*Exercise task*.
Collect every line below that contains the string "query", copying each one in full.

◇ ◇ ◇ ◇

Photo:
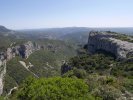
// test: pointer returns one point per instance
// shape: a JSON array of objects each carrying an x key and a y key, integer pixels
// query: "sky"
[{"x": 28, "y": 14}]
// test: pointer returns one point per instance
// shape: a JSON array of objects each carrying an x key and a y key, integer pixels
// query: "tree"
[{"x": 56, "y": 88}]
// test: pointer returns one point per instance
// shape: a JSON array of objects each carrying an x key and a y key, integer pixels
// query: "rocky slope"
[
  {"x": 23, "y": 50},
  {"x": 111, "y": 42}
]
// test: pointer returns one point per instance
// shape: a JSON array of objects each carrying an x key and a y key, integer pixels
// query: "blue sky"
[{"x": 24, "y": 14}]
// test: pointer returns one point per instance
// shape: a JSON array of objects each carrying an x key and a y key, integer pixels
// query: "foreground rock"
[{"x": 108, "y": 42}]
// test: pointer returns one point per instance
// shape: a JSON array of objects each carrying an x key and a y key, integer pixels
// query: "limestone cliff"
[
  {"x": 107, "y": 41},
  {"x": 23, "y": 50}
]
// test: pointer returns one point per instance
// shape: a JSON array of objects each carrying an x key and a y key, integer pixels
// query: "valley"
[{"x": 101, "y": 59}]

◇ ◇ ◇ ◇

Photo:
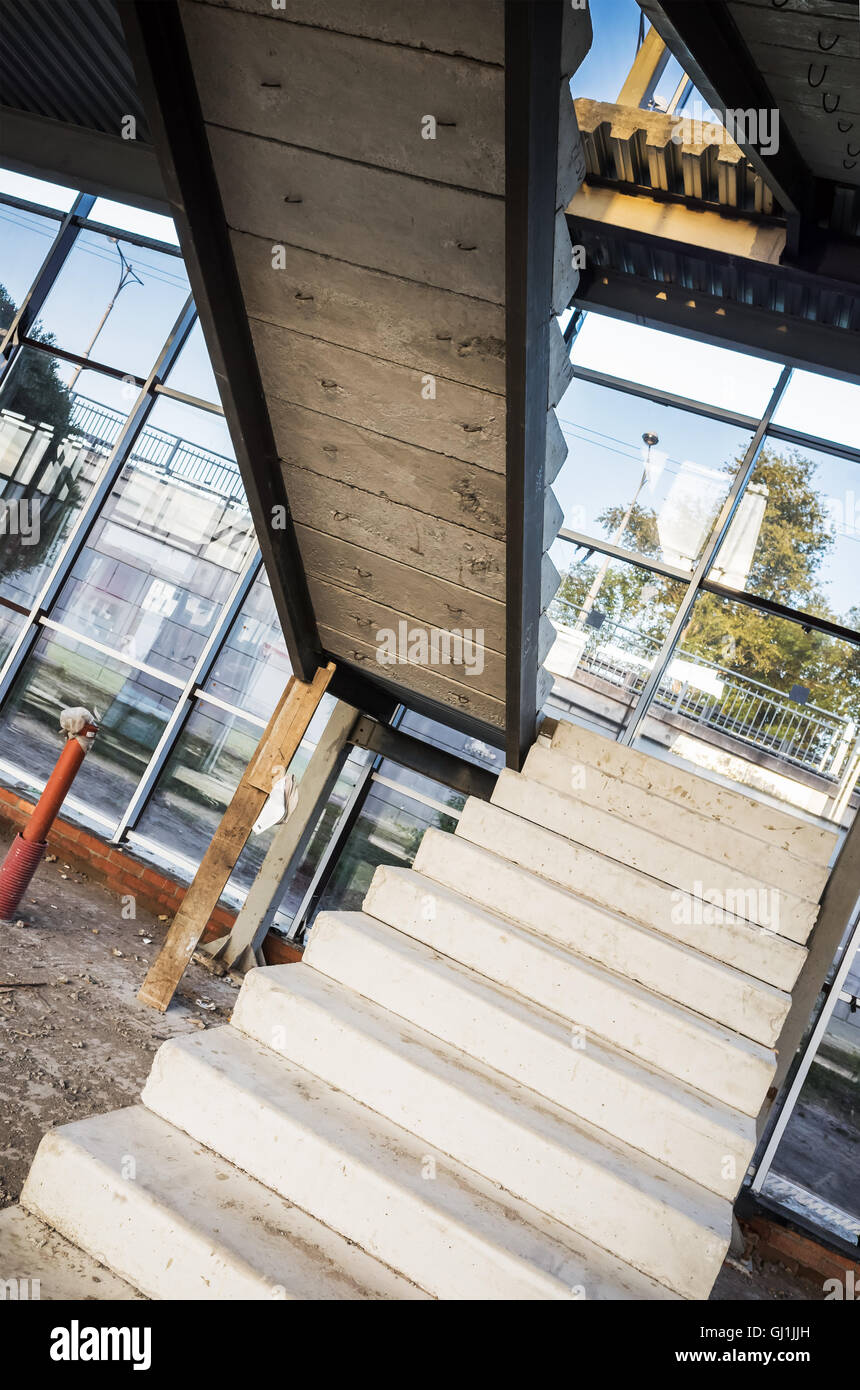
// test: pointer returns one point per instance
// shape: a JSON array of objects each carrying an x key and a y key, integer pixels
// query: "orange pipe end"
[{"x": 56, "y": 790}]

◇ ◇ ◇ ◇

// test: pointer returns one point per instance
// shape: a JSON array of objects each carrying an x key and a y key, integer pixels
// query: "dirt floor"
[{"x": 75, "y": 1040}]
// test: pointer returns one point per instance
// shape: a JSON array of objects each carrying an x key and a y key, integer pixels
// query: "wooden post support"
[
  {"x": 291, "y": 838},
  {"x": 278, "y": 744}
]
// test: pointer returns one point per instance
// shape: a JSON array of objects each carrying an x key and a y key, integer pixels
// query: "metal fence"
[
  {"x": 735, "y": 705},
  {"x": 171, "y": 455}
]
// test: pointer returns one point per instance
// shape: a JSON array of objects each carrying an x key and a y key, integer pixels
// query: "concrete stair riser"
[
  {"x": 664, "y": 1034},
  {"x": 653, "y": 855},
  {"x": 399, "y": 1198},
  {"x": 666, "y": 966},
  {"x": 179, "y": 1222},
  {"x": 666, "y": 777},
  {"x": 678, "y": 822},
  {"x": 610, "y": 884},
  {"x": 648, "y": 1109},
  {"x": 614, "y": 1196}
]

◇ ◇ ◇ ◇

*Result below*.
// query: "sky"
// query: "tree"
// query: "rocky slope"
// query: "blue sky"
// query: "foreground rock"
// query: "limestone cliff"
// query: "valley"
// query: "orange pipe end"
// query: "dirt floor"
// query: "wooden post support"
// query: "metal fence"
// query: "concrete stair riser"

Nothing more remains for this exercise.